**ASSIGNMENT:** Find the line that contains "the military cap". Restate it and each following line exactly, through the end of the records.

***** SUPPLIED RECORDS *****

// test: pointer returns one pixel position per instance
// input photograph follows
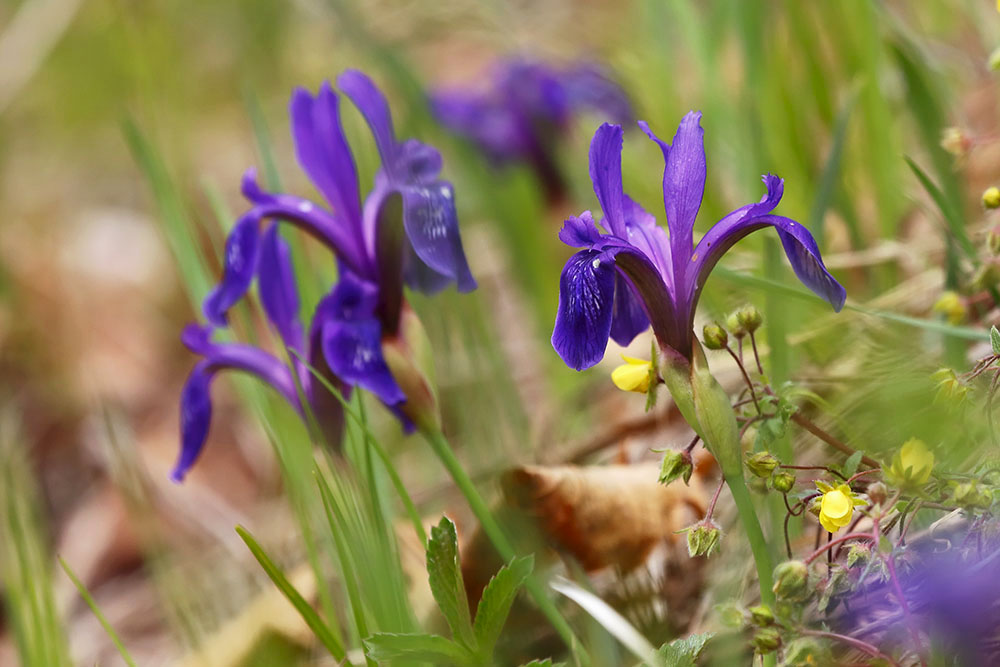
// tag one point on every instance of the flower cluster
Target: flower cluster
(404, 232)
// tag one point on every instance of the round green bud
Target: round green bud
(762, 464)
(991, 197)
(783, 481)
(750, 318)
(791, 580)
(715, 337)
(766, 640)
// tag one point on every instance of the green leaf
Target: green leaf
(851, 464)
(498, 596)
(388, 646)
(685, 651)
(309, 614)
(446, 581)
(89, 599)
(611, 620)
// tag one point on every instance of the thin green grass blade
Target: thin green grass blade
(309, 615)
(95, 608)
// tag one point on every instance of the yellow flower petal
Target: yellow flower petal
(633, 375)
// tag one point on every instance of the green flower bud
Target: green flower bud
(782, 481)
(791, 580)
(991, 197)
(762, 464)
(766, 640)
(704, 538)
(761, 615)
(715, 337)
(750, 318)
(676, 464)
(877, 493)
(955, 141)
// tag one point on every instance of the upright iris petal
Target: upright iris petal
(633, 275)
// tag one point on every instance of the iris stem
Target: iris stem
(499, 539)
(758, 545)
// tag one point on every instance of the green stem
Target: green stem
(493, 530)
(758, 545)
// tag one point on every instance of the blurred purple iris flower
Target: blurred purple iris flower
(405, 232)
(527, 108)
(631, 274)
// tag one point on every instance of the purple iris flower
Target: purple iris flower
(406, 231)
(527, 108)
(630, 274)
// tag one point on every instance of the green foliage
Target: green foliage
(684, 652)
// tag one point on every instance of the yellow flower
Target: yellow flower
(912, 464)
(633, 375)
(952, 306)
(836, 507)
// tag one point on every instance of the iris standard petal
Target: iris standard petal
(606, 176)
(240, 265)
(323, 152)
(278, 293)
(580, 232)
(373, 106)
(353, 350)
(196, 417)
(586, 306)
(431, 224)
(629, 318)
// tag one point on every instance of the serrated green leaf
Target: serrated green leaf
(684, 652)
(445, 579)
(851, 464)
(388, 646)
(498, 596)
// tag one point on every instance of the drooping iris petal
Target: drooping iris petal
(684, 176)
(800, 247)
(196, 417)
(242, 248)
(353, 349)
(373, 106)
(431, 224)
(606, 176)
(323, 152)
(196, 402)
(629, 318)
(278, 293)
(586, 306)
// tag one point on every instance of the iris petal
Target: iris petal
(586, 306)
(278, 293)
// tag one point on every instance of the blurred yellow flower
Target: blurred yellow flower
(633, 375)
(952, 306)
(912, 464)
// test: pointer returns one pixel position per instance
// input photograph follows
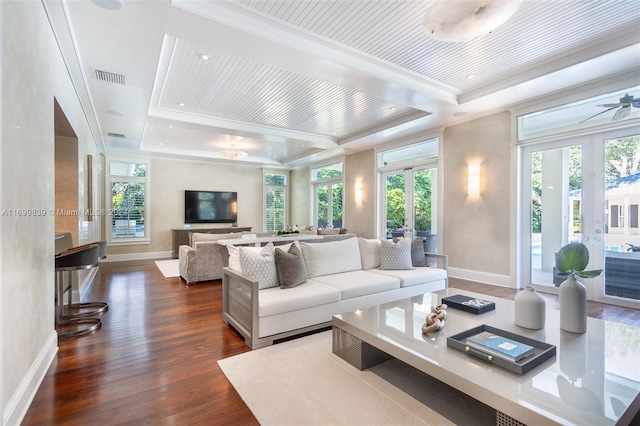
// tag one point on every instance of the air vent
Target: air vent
(110, 77)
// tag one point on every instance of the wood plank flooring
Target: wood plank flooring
(154, 360)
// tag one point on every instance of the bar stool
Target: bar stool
(77, 258)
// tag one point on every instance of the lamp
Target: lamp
(358, 192)
(464, 20)
(232, 153)
(473, 179)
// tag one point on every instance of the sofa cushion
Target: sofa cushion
(275, 300)
(395, 255)
(328, 231)
(290, 267)
(417, 253)
(259, 265)
(369, 252)
(359, 283)
(411, 277)
(331, 257)
(197, 237)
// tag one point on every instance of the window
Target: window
(327, 190)
(275, 202)
(409, 193)
(128, 201)
(602, 110)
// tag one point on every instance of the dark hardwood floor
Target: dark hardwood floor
(154, 359)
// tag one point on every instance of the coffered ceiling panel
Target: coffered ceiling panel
(392, 31)
(205, 142)
(295, 82)
(235, 88)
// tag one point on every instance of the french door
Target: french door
(410, 204)
(584, 189)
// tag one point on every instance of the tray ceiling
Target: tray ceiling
(292, 82)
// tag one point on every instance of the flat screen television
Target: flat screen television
(210, 207)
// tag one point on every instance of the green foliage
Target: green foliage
(396, 201)
(622, 158)
(572, 259)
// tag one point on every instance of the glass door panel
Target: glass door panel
(424, 207)
(395, 204)
(556, 191)
(322, 203)
(621, 230)
(336, 205)
(586, 189)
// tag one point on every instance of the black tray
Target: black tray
(542, 351)
(456, 301)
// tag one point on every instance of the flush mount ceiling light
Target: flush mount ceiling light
(464, 20)
(232, 153)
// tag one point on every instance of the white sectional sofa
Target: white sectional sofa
(341, 276)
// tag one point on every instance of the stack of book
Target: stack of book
(500, 346)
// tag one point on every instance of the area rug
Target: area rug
(168, 268)
(301, 382)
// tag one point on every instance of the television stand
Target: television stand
(180, 236)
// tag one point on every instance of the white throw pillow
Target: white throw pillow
(369, 252)
(259, 265)
(395, 256)
(331, 257)
(234, 254)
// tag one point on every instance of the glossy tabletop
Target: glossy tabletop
(594, 378)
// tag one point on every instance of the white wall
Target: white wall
(477, 230)
(33, 74)
(360, 217)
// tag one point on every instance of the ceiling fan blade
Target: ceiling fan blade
(621, 113)
(595, 115)
(611, 105)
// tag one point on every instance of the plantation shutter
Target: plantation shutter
(614, 215)
(275, 212)
(128, 209)
(633, 216)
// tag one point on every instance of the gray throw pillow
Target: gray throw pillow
(395, 256)
(290, 266)
(417, 253)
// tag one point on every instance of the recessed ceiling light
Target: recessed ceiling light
(109, 4)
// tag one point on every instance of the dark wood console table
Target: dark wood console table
(181, 236)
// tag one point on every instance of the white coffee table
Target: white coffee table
(594, 379)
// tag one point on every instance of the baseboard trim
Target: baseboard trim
(482, 277)
(21, 400)
(138, 256)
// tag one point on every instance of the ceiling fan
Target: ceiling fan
(624, 108)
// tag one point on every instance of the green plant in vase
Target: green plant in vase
(572, 260)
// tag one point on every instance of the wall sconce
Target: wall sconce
(473, 179)
(359, 192)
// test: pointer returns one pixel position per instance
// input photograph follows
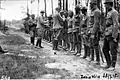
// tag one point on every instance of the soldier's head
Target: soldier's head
(66, 14)
(32, 16)
(70, 13)
(57, 9)
(109, 3)
(84, 10)
(61, 13)
(77, 9)
(93, 4)
(42, 12)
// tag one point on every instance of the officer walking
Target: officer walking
(41, 23)
(84, 32)
(57, 27)
(77, 31)
(32, 26)
(94, 30)
(111, 35)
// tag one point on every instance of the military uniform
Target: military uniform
(77, 31)
(70, 29)
(84, 33)
(32, 28)
(41, 23)
(111, 37)
(57, 29)
(95, 32)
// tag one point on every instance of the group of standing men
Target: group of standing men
(81, 28)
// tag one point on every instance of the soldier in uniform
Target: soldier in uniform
(65, 30)
(84, 32)
(70, 32)
(77, 31)
(111, 35)
(94, 30)
(40, 29)
(32, 26)
(57, 28)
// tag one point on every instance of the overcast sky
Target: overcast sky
(14, 8)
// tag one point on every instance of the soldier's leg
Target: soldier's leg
(92, 53)
(97, 53)
(106, 52)
(113, 50)
(85, 51)
(37, 43)
(88, 51)
(40, 42)
(79, 45)
(91, 49)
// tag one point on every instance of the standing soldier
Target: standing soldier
(40, 29)
(57, 27)
(94, 30)
(84, 32)
(77, 31)
(70, 32)
(32, 26)
(111, 36)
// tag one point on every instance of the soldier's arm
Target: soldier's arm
(96, 22)
(42, 21)
(115, 25)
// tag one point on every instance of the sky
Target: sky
(14, 9)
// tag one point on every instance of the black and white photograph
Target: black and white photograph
(60, 39)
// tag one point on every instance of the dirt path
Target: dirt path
(64, 65)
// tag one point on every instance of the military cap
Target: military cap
(58, 9)
(77, 7)
(42, 11)
(108, 1)
(70, 13)
(84, 9)
(93, 1)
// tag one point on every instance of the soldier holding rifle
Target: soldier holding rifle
(111, 35)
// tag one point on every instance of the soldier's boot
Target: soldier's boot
(114, 58)
(40, 43)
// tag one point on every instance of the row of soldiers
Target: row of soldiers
(81, 28)
(78, 29)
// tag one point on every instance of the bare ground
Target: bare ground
(25, 62)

*****

**SOLUTION BELOW:**
// tag one point on every instance of the military cap
Target: military cap
(58, 9)
(77, 7)
(42, 11)
(108, 1)
(70, 13)
(84, 9)
(93, 1)
// tag one point on every instance of the soldier holding rifle
Target: soldier holding rifle
(111, 35)
// tag one point on every instance of the soldier's boot
Target: soldier's boot
(114, 58)
(40, 43)
// tag one point on every instance of the row of soldiers
Target: row of soldiers
(81, 28)
(78, 29)
// tag one point on every instance of the bare ground
Target: bare ground
(25, 62)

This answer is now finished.